Restate every record exactly, with nothing skipped.

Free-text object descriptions
☆ ☆ ☆

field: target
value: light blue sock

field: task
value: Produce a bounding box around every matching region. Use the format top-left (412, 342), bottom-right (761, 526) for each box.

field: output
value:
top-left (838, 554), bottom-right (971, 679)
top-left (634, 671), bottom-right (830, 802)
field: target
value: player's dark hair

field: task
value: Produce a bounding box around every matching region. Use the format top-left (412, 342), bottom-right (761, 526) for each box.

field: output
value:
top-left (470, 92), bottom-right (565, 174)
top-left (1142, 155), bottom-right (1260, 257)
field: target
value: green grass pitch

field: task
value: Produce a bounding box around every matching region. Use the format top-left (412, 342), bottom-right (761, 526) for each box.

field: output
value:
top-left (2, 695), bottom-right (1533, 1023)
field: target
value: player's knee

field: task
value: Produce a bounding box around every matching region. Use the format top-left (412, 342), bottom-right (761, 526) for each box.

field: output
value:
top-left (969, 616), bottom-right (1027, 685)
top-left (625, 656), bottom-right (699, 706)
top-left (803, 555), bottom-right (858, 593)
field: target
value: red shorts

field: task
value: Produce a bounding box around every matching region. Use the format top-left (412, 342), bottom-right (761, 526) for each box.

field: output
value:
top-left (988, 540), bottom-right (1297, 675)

☆ ☆ ☆

## The answer
field: target
value: light blue sock

field: task
value: Produce a bounding box around every matching region. Use the format top-left (412, 342), bottom-right (761, 526) for each box.

field: output
value:
top-left (838, 554), bottom-right (971, 679)
top-left (634, 671), bottom-right (830, 802)
field: target
value: player's dark hair

field: task
value: Produce a bounding box around every matching region. Use the format top-left (412, 342), bottom-right (761, 526) for each box.

field: output
value:
top-left (470, 92), bottom-right (565, 174)
top-left (1142, 155), bottom-right (1260, 257)
field: target
value: green grass pitch

field: task
value: Produce a bounding box around every matching region. Use the format top-left (412, 342), bottom-right (761, 526) for each box.

field: output
value:
top-left (2, 695), bottom-right (1533, 1023)
field: target
value: player's knee

field: task
value: Produce a bounding box around every matching region. Use the format top-left (412, 342), bottom-right (761, 526) for each box.

field: output
value:
top-left (969, 616), bottom-right (1027, 685)
top-left (625, 656), bottom-right (699, 706)
top-left (803, 555), bottom-right (858, 593)
field: target
value: red shorts

field: task
value: Produce a bounding box around every matching region. Use the format top-left (412, 342), bottom-right (761, 526) for each box.

field: output
value:
top-left (988, 540), bottom-right (1297, 675)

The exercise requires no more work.